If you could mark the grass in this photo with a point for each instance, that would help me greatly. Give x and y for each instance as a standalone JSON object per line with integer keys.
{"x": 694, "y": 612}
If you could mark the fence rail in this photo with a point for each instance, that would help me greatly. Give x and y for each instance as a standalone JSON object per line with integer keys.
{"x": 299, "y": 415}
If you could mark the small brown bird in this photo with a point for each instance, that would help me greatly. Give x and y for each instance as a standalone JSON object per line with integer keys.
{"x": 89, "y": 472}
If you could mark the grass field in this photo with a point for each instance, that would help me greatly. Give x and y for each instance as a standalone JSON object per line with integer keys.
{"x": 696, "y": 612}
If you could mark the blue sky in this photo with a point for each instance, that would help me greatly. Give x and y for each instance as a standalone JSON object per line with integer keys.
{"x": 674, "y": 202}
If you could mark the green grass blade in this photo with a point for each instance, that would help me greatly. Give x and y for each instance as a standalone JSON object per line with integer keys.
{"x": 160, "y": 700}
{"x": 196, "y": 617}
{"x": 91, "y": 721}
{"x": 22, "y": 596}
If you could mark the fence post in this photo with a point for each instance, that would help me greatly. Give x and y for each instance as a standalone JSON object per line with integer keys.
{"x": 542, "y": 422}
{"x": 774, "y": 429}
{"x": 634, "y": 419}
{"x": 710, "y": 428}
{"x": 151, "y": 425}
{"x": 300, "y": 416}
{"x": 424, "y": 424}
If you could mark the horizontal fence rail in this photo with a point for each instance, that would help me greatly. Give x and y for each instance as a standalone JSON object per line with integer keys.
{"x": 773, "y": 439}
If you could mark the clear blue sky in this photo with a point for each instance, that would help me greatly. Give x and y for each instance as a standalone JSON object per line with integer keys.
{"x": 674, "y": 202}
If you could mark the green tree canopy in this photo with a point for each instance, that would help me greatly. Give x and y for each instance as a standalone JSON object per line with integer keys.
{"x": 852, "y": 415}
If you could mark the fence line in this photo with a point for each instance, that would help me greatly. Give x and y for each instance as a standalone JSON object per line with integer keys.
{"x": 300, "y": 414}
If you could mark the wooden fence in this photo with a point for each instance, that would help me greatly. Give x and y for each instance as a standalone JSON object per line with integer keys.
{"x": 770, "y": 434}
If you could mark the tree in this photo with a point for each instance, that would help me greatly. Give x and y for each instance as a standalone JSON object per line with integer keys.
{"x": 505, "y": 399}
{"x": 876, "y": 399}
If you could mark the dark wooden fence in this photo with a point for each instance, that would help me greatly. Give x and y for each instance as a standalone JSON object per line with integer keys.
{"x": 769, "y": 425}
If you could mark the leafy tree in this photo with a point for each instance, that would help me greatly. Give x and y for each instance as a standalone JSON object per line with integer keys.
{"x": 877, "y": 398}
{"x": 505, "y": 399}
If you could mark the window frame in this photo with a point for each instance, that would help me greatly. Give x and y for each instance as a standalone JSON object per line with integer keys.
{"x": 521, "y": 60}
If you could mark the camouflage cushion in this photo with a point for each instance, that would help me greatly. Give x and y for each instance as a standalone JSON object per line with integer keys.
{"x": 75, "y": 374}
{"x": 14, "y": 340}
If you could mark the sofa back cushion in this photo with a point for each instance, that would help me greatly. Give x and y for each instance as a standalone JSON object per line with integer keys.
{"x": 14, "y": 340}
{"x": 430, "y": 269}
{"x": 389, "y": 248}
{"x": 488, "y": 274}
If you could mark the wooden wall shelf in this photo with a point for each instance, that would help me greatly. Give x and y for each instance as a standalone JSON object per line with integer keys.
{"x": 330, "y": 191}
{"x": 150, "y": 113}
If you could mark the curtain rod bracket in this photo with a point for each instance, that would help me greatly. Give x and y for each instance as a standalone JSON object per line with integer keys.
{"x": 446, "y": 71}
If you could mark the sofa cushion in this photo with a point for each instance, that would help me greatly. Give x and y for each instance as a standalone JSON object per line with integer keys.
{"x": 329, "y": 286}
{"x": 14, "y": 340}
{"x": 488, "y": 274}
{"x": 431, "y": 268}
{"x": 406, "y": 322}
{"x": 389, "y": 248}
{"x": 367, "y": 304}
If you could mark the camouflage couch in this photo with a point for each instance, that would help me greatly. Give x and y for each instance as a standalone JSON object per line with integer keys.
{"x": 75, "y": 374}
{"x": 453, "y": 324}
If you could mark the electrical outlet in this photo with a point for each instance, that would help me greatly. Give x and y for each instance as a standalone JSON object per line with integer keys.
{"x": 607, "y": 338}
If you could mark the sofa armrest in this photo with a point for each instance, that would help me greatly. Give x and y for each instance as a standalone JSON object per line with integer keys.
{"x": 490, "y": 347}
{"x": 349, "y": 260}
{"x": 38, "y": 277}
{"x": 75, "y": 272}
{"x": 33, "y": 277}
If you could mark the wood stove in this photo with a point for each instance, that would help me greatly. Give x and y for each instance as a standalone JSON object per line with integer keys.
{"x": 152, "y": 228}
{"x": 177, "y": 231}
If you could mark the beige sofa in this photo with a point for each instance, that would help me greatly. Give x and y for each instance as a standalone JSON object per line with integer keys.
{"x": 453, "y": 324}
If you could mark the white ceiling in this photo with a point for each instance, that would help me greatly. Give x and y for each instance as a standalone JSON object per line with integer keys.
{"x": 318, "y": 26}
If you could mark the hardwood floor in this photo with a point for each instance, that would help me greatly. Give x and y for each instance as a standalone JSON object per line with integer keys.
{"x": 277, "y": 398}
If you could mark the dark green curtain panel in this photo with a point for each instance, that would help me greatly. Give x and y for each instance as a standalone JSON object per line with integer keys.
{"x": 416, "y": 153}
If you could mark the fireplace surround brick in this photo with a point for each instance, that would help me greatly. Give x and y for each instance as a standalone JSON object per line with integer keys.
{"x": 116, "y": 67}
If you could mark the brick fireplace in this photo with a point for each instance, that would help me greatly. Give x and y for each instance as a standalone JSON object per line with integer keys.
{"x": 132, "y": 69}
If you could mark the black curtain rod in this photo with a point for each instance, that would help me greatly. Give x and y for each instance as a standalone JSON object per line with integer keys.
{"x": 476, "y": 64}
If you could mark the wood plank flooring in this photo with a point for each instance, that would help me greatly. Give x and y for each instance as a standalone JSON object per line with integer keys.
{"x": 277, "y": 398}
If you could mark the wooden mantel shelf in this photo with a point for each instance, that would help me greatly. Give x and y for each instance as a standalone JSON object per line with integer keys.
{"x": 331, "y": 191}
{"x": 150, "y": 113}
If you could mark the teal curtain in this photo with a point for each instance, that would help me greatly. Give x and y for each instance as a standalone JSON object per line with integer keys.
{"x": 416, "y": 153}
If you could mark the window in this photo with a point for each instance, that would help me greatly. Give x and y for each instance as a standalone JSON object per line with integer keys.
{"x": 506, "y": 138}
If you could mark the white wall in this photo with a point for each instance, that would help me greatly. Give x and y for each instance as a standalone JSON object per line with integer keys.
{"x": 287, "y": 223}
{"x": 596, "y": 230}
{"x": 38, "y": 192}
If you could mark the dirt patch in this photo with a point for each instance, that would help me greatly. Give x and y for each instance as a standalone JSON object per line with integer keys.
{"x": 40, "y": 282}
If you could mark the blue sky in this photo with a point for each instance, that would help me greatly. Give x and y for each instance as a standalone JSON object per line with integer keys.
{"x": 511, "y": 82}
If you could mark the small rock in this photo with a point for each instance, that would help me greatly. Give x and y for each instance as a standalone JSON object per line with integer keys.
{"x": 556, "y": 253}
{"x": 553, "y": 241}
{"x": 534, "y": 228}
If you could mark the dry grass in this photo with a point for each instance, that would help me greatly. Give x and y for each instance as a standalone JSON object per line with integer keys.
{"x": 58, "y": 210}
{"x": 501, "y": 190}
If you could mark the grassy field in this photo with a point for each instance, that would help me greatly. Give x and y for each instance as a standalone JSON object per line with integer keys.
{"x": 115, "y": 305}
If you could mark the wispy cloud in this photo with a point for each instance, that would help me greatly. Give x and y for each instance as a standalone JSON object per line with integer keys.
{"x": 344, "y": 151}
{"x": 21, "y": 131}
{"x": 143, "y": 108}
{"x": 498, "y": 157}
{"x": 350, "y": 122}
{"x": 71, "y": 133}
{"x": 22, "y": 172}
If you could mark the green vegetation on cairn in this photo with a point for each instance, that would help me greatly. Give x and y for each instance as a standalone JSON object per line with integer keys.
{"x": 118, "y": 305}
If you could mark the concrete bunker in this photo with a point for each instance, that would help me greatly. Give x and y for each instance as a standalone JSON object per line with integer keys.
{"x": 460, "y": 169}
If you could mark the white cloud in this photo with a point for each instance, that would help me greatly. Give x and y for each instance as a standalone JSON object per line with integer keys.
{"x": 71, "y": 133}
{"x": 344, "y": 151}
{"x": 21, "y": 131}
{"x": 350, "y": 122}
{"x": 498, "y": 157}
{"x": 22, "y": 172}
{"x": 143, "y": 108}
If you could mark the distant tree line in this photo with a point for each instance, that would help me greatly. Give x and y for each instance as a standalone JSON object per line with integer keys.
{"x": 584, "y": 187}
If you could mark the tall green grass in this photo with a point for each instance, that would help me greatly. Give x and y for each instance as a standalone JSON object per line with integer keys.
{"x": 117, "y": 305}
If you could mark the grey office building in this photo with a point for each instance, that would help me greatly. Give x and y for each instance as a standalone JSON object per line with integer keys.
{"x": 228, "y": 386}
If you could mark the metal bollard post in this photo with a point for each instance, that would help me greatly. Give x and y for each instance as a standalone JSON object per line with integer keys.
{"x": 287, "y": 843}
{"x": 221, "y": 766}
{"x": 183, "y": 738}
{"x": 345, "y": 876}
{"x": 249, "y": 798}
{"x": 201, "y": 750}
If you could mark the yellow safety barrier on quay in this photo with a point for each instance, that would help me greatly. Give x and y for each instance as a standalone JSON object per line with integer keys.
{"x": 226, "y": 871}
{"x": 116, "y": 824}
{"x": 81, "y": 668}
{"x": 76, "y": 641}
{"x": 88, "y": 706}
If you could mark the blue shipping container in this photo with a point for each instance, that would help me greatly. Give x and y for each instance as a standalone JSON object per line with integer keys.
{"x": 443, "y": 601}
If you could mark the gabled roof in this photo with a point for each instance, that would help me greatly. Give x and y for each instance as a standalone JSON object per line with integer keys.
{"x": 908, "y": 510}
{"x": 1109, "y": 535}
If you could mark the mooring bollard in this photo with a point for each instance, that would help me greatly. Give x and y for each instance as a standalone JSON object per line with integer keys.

================================

Requirement: Transcribe the records above exactly, but only from the line that contains "If you could mark the metal" through their final line, inclusive.

Problem solution:
If you could mark the metal bollard post in this photo with a point for each instance, that would help me greatly. Give x and y for each instance as a standalone JSON object per line with integer keys.
{"x": 287, "y": 843}
{"x": 221, "y": 766}
{"x": 183, "y": 738}
{"x": 345, "y": 876}
{"x": 249, "y": 798}
{"x": 201, "y": 750}
If you could mark the yellow safety barrier on quay in this photo with a point for each instance, that would help me greatly. Give x and y for each instance as a standalone JSON object per line with integer keys.
{"x": 226, "y": 871}
{"x": 116, "y": 824}
{"x": 81, "y": 668}
{"x": 76, "y": 641}
{"x": 88, "y": 706}
If you could mark the blue shipping container in this photo with a point for each instance, that would help me greatly. Give x and y for each instance as a standalone JSON object per line with integer keys.
{"x": 443, "y": 601}
If you could mark the gabled roof in this photo with a point for each instance, that would help me greatly. Give x and y for each instance as a standalone JSON object per line with integer keys.
{"x": 908, "y": 510}
{"x": 1109, "y": 535}
If you could mark the mooring bollard in this photo with a point for each instance, that would help me greatly. Give x and y for each instance as a standalone JSON object per line with integer keys.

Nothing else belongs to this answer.